(Directions for this task)
Recast the records from the line containing "logo above? Mark it with a dot." through the end of the records, inclusive, as a Markdown table with the columns Row and Record text, numbering each row and skipping blank lines.

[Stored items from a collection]
● ● ● ●

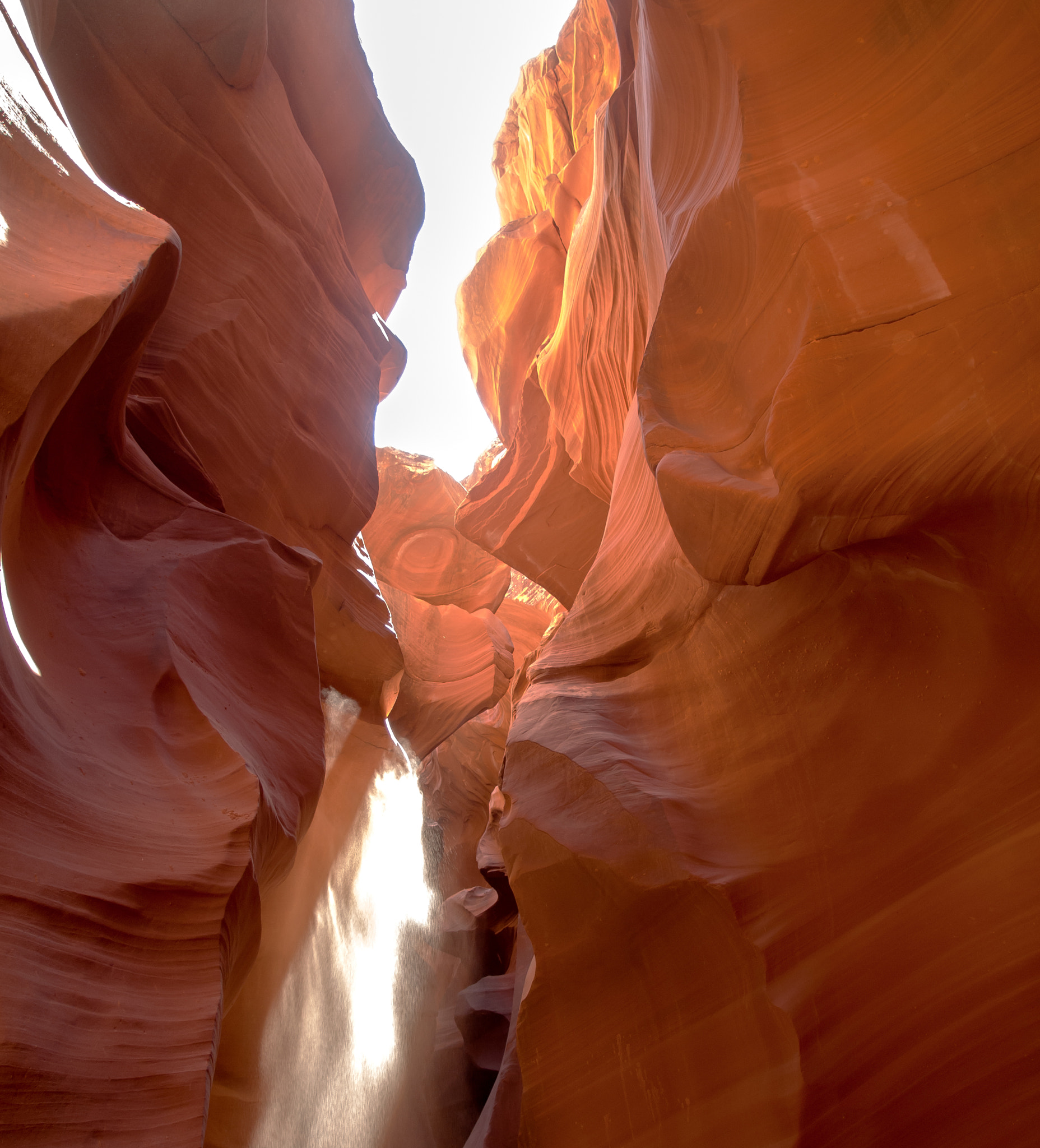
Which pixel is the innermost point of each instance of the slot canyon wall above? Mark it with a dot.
(767, 293)
(720, 672)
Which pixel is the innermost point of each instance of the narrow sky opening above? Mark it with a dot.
(444, 74)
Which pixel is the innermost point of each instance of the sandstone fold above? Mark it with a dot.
(275, 205)
(768, 796)
(161, 754)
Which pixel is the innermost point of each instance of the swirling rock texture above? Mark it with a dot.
(187, 457)
(770, 800)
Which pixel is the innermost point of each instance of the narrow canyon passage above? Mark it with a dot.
(664, 774)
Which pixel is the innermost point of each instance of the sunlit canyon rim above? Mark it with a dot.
(671, 782)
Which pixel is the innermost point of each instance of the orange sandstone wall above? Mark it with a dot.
(770, 795)
(187, 402)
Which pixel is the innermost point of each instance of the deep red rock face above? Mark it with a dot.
(289, 206)
(187, 423)
(770, 789)
(740, 849)
(133, 834)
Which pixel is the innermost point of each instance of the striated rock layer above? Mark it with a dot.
(770, 796)
(186, 459)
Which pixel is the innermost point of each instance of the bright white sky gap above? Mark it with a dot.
(444, 74)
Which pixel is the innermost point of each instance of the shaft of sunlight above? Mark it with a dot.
(10, 614)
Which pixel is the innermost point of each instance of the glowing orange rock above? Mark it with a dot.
(159, 770)
(279, 411)
(777, 758)
(160, 773)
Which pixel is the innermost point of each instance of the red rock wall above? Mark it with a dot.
(770, 793)
(160, 550)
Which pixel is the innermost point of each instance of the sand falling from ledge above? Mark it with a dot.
(331, 1056)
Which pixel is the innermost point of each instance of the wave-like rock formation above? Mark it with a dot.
(720, 673)
(770, 796)
(188, 394)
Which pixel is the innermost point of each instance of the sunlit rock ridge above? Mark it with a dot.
(673, 780)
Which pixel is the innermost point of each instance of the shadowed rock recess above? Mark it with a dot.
(719, 675)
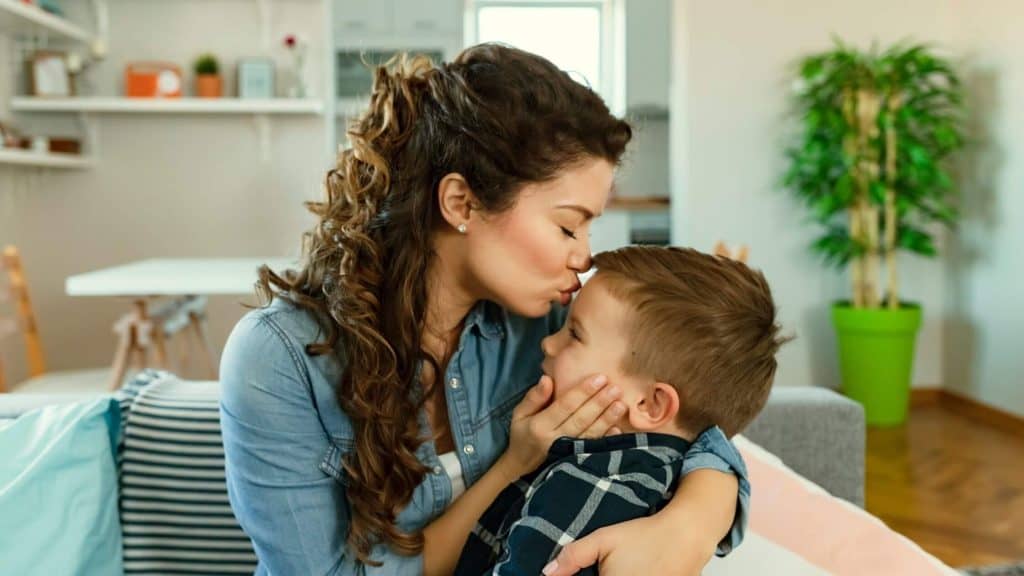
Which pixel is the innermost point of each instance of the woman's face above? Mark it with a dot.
(529, 255)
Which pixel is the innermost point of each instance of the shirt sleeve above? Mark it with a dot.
(275, 455)
(712, 450)
(566, 506)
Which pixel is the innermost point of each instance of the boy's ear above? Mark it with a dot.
(657, 408)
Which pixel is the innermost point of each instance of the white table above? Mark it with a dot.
(186, 282)
(174, 277)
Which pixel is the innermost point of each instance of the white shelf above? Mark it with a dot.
(168, 106)
(17, 18)
(348, 108)
(43, 160)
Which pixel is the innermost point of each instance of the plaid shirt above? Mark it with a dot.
(585, 485)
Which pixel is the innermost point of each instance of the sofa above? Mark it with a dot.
(817, 433)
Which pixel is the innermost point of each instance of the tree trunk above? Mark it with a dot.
(892, 291)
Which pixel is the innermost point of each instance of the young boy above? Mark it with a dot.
(690, 339)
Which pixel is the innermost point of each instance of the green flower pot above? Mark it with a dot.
(876, 355)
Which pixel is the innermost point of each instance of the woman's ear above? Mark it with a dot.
(456, 200)
(655, 409)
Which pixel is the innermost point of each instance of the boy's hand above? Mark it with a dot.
(585, 411)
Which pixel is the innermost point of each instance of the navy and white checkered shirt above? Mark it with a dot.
(585, 485)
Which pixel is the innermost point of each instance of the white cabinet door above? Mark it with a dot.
(609, 232)
(359, 17)
(648, 44)
(423, 16)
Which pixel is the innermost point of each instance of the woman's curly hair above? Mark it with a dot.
(501, 118)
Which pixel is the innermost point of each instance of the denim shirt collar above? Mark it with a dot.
(488, 318)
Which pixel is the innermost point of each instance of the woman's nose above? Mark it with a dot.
(580, 259)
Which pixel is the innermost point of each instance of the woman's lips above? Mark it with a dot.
(565, 296)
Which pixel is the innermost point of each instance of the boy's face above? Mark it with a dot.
(593, 340)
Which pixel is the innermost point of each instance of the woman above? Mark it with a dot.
(396, 368)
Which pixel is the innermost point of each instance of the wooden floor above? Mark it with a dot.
(951, 484)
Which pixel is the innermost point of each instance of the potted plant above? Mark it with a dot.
(870, 163)
(208, 83)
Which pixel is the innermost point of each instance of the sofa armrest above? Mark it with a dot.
(817, 433)
(13, 405)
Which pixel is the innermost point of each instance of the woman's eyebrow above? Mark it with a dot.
(587, 214)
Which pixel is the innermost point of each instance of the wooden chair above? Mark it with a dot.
(138, 332)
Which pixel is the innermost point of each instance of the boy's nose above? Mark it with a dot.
(548, 345)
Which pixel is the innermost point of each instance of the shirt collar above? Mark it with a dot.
(488, 318)
(566, 446)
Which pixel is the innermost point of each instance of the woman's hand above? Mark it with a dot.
(644, 545)
(589, 410)
(678, 541)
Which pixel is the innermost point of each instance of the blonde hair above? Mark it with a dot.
(704, 324)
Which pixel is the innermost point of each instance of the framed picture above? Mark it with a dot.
(256, 78)
(48, 74)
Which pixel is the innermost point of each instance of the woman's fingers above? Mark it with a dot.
(606, 423)
(589, 411)
(563, 408)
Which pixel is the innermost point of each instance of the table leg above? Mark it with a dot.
(204, 342)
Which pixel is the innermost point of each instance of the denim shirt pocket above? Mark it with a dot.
(331, 463)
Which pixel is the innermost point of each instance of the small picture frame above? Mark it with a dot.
(48, 75)
(256, 78)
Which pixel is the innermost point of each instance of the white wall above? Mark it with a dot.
(731, 73)
(985, 279)
(164, 186)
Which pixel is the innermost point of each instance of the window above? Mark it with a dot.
(579, 36)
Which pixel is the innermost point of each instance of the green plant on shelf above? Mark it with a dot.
(207, 65)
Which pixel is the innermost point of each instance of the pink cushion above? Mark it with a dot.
(828, 532)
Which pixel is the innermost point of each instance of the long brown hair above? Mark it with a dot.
(499, 117)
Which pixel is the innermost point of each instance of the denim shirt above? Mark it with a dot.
(285, 435)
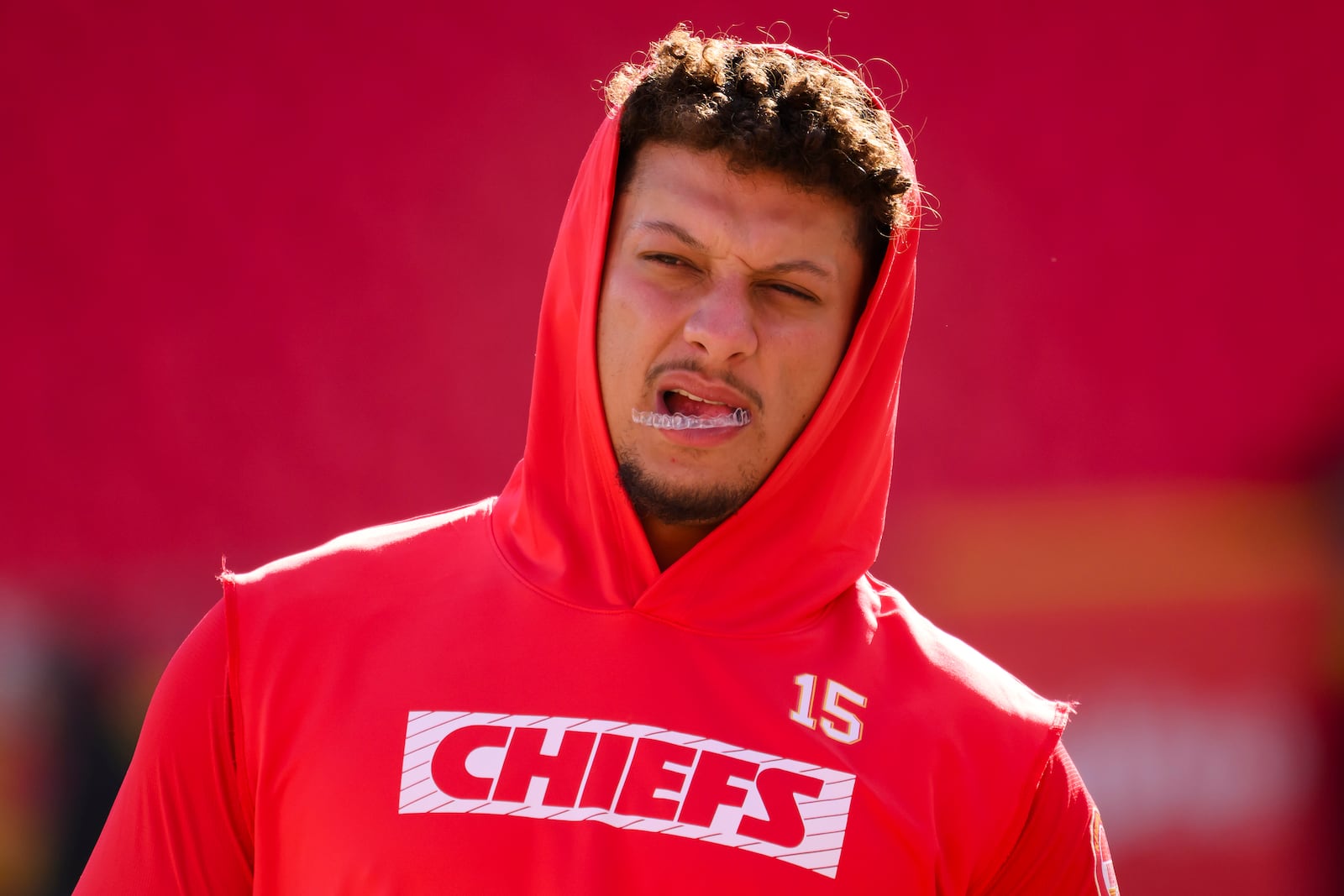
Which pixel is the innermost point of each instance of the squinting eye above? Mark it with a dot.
(790, 291)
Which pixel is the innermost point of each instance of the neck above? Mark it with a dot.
(671, 540)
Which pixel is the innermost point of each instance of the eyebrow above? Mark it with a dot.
(682, 235)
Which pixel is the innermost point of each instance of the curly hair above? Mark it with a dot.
(769, 109)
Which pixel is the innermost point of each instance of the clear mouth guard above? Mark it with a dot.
(739, 417)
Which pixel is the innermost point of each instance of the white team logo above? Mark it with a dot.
(625, 775)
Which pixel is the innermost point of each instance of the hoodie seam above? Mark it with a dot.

● ● ● ●

(Expected answer)
| Row | Record text |
|---|---|
| 1 | Which pixel is the innermost point of each instance of the white team logo above? Mark it with a dot. |
| 2 | (625, 775) |
| 3 | Which pixel is the innermost point of each instance of the hoodie seam above? Mark it with a dot. |